▸ **TASK OBJECTIVE**
Could every line below be written out exactly as it appears?

───── THE DATA

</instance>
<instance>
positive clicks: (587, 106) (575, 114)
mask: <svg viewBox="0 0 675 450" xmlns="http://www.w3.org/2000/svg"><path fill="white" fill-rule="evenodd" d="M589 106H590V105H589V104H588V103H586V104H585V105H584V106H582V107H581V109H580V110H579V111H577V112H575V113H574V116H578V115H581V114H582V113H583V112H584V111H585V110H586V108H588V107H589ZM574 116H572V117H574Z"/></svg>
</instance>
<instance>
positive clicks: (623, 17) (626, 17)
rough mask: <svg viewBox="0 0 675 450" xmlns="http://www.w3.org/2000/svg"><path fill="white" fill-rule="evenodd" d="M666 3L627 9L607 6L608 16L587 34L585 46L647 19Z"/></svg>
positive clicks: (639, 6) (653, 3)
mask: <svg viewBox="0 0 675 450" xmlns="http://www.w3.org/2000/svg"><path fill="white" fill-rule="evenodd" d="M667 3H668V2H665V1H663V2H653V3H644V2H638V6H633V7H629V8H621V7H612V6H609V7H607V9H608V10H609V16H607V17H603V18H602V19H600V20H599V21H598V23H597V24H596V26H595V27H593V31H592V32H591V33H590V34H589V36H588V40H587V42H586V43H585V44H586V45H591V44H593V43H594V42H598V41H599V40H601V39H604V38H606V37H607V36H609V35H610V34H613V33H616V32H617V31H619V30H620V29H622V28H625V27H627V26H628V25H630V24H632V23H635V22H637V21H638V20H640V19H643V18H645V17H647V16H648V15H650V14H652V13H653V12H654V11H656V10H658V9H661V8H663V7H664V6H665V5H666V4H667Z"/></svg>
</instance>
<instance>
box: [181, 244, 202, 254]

──────────

▸ **RESULT**
</instance>
<instance>
positive clicks: (587, 106) (575, 114)
mask: <svg viewBox="0 0 675 450" xmlns="http://www.w3.org/2000/svg"><path fill="white" fill-rule="evenodd" d="M589 106H590V105H589V104H588V103H586V104H585V105H584V106H582V107H581V109H580V110H579V111H577V112H575V113H574V116H578V115H581V114H582V113H583V112H584V111H585V110H586V108H588V107H589ZM574 116H572V117H574Z"/></svg>
</instance>
<instance>
positive clicks: (623, 17) (626, 17)
rough mask: <svg viewBox="0 0 675 450" xmlns="http://www.w3.org/2000/svg"><path fill="white" fill-rule="evenodd" d="M666 3L627 9L607 6L608 16L587 34L585 46L647 19Z"/></svg>
positive clicks: (639, 6) (653, 3)
mask: <svg viewBox="0 0 675 450" xmlns="http://www.w3.org/2000/svg"><path fill="white" fill-rule="evenodd" d="M667 3H668V2H665V1H663V2H653V3H644V2H638V6H633V7H629V8H621V7H612V6H609V7H607V9H608V10H609V16H607V17H603V18H602V19H600V20H599V21H598V23H597V24H596V26H595V27H593V31H592V32H591V33H590V34H589V36H588V40H587V42H586V43H585V44H586V45H591V44H593V43H594V42H598V41H599V40H601V39H604V38H606V37H607V36H609V35H610V34H613V33H616V32H617V31H619V30H620V29H622V28H625V27H627V26H628V25H630V24H632V23H635V22H637V21H638V20H640V19H643V18H645V17H647V16H648V15H650V14H652V13H653V12H654V11H656V10H658V9H661V8H663V7H664V6H665V5H666V4H667Z"/></svg>
</instance>
<instance>
box: [181, 244, 202, 254]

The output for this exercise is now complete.